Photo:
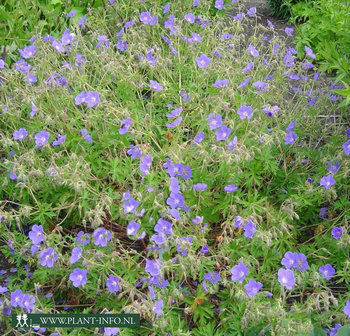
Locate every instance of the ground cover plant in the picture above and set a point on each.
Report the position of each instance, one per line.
(18, 19)
(326, 29)
(155, 160)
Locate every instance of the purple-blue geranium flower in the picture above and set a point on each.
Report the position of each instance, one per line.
(231, 145)
(154, 85)
(189, 17)
(212, 277)
(239, 272)
(309, 52)
(175, 200)
(145, 164)
(333, 168)
(230, 188)
(222, 133)
(327, 181)
(175, 123)
(132, 228)
(83, 238)
(101, 237)
(288, 59)
(174, 185)
(20, 134)
(238, 222)
(36, 234)
(153, 267)
(146, 18)
(214, 121)
(249, 229)
(327, 271)
(199, 187)
(203, 61)
(78, 277)
(122, 45)
(130, 205)
(199, 138)
(301, 262)
(157, 309)
(75, 255)
(290, 126)
(251, 12)
(245, 112)
(22, 65)
(163, 226)
(289, 260)
(347, 309)
(41, 138)
(113, 283)
(27, 51)
(290, 138)
(252, 287)
(134, 152)
(85, 135)
(205, 249)
(346, 147)
(92, 98)
(16, 298)
(71, 13)
(286, 278)
(252, 51)
(59, 141)
(221, 82)
(174, 113)
(28, 302)
(166, 8)
(125, 125)
(244, 83)
(197, 220)
(289, 31)
(248, 67)
(337, 232)
(260, 85)
(184, 242)
(48, 257)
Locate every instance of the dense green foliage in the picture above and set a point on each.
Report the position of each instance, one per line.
(325, 28)
(90, 143)
(281, 8)
(19, 19)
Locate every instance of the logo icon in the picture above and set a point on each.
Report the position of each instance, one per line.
(19, 320)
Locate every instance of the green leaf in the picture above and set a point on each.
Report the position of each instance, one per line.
(259, 330)
(344, 331)
(318, 332)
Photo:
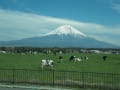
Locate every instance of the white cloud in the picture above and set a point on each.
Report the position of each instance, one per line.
(17, 25)
(116, 5)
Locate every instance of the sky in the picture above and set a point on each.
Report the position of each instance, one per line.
(99, 19)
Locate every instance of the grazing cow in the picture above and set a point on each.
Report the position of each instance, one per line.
(47, 63)
(72, 58)
(60, 59)
(78, 59)
(104, 58)
(85, 58)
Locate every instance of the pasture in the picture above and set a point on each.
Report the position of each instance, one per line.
(93, 64)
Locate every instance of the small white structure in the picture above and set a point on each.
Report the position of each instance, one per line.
(47, 63)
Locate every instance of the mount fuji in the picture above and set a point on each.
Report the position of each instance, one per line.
(63, 36)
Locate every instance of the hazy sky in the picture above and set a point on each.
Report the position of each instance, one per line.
(28, 18)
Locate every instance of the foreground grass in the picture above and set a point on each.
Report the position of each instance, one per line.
(93, 64)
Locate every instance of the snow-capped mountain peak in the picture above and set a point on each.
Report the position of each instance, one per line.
(66, 30)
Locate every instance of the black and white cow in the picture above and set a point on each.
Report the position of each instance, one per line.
(47, 63)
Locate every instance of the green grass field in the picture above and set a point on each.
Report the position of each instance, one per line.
(93, 64)
(27, 68)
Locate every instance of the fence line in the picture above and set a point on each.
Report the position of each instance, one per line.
(62, 78)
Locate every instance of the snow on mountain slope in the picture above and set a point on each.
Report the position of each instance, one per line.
(66, 30)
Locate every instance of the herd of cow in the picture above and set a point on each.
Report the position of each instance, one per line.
(49, 62)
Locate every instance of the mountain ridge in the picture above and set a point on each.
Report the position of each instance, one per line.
(71, 38)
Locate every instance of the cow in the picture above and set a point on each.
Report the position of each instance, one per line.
(60, 59)
(47, 63)
(74, 58)
(104, 58)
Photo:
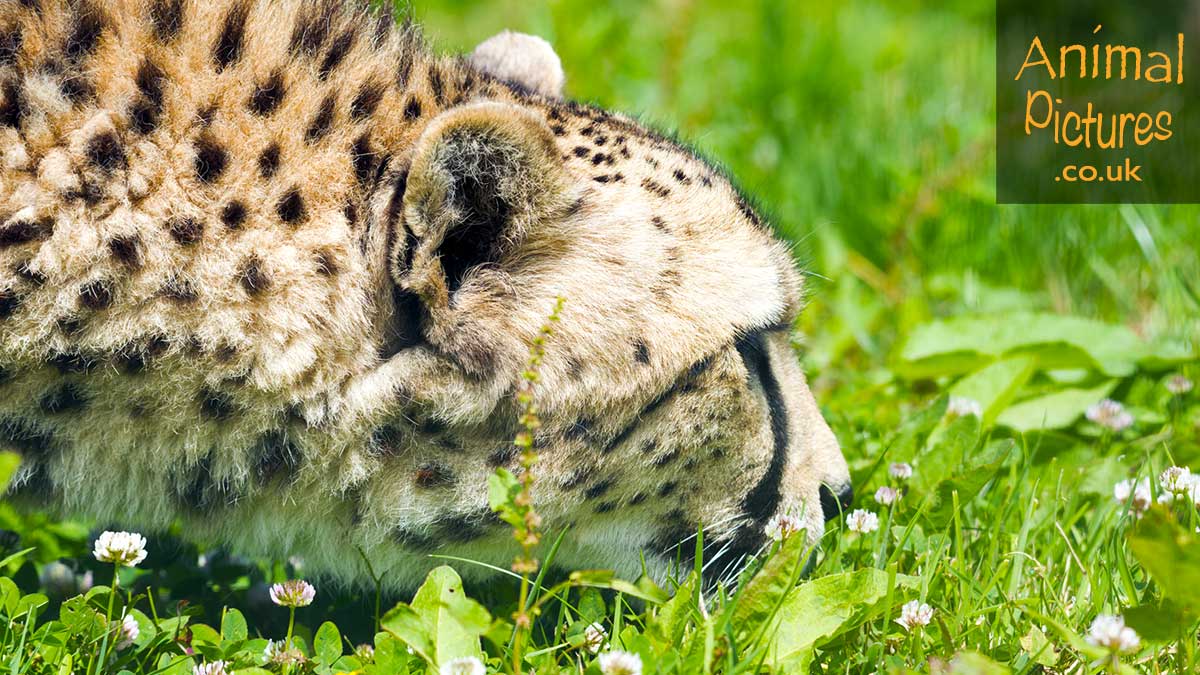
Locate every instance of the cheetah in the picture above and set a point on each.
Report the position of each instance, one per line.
(271, 269)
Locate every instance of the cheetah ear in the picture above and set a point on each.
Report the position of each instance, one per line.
(523, 59)
(481, 177)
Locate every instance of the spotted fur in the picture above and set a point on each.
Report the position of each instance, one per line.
(271, 268)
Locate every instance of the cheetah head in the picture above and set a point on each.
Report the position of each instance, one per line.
(670, 395)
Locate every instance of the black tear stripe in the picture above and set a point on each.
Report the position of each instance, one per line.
(762, 500)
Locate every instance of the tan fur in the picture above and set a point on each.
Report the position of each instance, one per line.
(323, 357)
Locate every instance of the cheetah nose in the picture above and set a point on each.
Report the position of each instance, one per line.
(832, 506)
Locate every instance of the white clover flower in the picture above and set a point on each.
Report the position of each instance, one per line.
(887, 495)
(210, 668)
(463, 665)
(120, 548)
(295, 592)
(1135, 493)
(1175, 478)
(1111, 633)
(863, 521)
(1189, 489)
(127, 632)
(1110, 414)
(1179, 384)
(280, 655)
(621, 663)
(783, 526)
(594, 637)
(963, 406)
(913, 614)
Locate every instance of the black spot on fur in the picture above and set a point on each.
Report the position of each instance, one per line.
(233, 36)
(327, 263)
(185, 230)
(76, 88)
(210, 160)
(72, 362)
(180, 290)
(15, 107)
(253, 278)
(150, 81)
(96, 294)
(269, 160)
(336, 53)
(433, 475)
(29, 274)
(233, 214)
(18, 232)
(763, 499)
(10, 46)
(147, 108)
(105, 151)
(322, 121)
(268, 95)
(67, 396)
(503, 455)
(70, 326)
(127, 250)
(312, 28)
(276, 453)
(291, 208)
(167, 18)
(366, 101)
(9, 303)
(580, 430)
(133, 357)
(143, 117)
(408, 314)
(364, 159)
(654, 187)
(88, 25)
(641, 352)
(412, 108)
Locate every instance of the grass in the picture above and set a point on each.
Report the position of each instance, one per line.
(865, 130)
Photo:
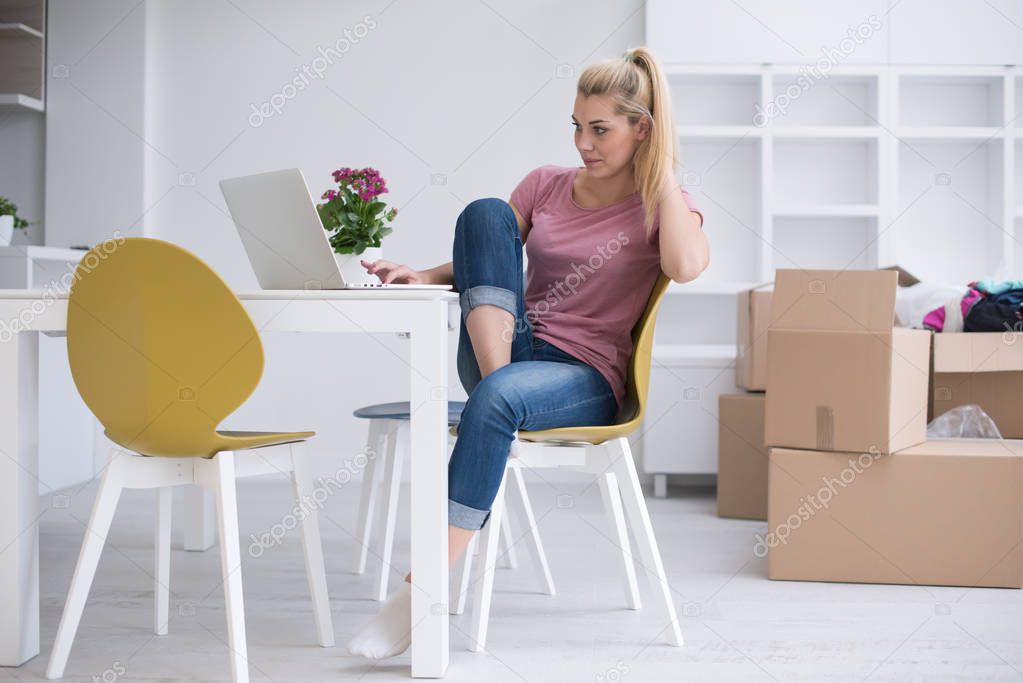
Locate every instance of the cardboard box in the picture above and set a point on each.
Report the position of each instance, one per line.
(985, 368)
(840, 377)
(742, 457)
(946, 512)
(751, 346)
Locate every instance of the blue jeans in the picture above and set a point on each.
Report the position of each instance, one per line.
(542, 388)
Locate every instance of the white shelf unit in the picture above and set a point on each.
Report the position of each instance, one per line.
(871, 166)
(23, 53)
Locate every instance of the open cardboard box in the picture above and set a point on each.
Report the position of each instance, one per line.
(985, 368)
(945, 512)
(840, 375)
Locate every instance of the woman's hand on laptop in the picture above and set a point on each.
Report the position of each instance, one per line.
(393, 272)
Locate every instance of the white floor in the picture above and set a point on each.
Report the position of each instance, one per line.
(738, 625)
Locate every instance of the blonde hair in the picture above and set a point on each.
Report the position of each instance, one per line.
(639, 88)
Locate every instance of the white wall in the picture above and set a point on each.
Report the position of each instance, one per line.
(450, 101)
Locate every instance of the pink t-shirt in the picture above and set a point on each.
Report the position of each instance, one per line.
(590, 270)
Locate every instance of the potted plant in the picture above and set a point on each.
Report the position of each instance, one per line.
(9, 221)
(356, 220)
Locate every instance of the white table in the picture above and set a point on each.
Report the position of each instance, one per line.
(421, 313)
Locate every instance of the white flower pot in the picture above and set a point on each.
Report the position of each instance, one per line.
(6, 230)
(353, 270)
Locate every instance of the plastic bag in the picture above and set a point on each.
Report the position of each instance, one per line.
(969, 421)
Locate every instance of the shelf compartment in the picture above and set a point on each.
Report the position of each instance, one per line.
(15, 31)
(1018, 110)
(702, 99)
(826, 241)
(839, 210)
(942, 133)
(712, 171)
(825, 172)
(16, 101)
(949, 210)
(827, 132)
(950, 100)
(833, 100)
(717, 132)
(709, 288)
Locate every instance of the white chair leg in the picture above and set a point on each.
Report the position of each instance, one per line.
(312, 546)
(487, 565)
(539, 555)
(508, 556)
(376, 447)
(397, 441)
(221, 479)
(88, 558)
(199, 532)
(635, 510)
(162, 574)
(616, 520)
(463, 574)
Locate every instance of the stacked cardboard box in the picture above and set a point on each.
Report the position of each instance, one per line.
(742, 457)
(855, 491)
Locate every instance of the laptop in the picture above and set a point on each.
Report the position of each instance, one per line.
(283, 237)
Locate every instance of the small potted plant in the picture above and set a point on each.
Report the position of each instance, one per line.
(9, 221)
(356, 220)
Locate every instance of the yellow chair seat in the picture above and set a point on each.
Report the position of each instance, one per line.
(227, 440)
(162, 351)
(633, 406)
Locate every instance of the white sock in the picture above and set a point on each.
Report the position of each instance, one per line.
(390, 633)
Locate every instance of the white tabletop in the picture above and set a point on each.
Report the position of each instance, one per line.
(309, 294)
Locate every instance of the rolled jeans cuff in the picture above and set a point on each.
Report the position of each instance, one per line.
(464, 516)
(485, 293)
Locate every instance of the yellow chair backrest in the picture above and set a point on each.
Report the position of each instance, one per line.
(633, 406)
(161, 348)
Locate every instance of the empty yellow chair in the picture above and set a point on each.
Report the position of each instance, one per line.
(162, 351)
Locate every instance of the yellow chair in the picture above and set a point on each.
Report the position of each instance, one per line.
(604, 452)
(162, 351)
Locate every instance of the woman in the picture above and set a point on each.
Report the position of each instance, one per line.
(556, 353)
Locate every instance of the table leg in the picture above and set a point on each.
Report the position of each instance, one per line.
(18, 497)
(429, 491)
=======
Beginning at the line that holds "Locate every instance of the small potted", reproduce each line of the records above down to and including the last one.

Locate every instance of the small potted plant in the picture above and set a point on each.
Report the position of each instance, one per line.
(9, 221)
(356, 220)
Locate every instance of the yellow chair seat in the picture above and set a point on each.
Report the position of each instance, one per line.
(227, 440)
(162, 351)
(633, 406)
Locate every instance of the white sock in the picture above and set a point on each.
Report the position of each instance, one per line.
(390, 633)
Locate every instance of the white tabletop in the picture above and set a point on each.
Report the position of each instance, one per line.
(309, 294)
Locate every instance of the rolled jeans cuff in the picture above and set a point on each.
Report the position of each instance, one per line.
(464, 516)
(485, 293)
Locate every instance of the yellow chair backrest in the picture above and set a point on each.
Report the position of each instance, one per line.
(633, 406)
(161, 348)
Locate every instance of the empty yellow chair in the picture above and set a point on each.
Report the position of each instance, one per line.
(162, 351)
Locate every instance of the yellow chair in the picture above and set a point on each.
Report the position of each instance, one per line.
(604, 452)
(162, 351)
Locate every instance of the woman in the picture above and set a point on each.
Report the position of each instance, one per line.
(556, 353)
Locate every instance of the table leg in the picture above and set a point on each.
Report the position of each instance, one per line.
(18, 497)
(429, 491)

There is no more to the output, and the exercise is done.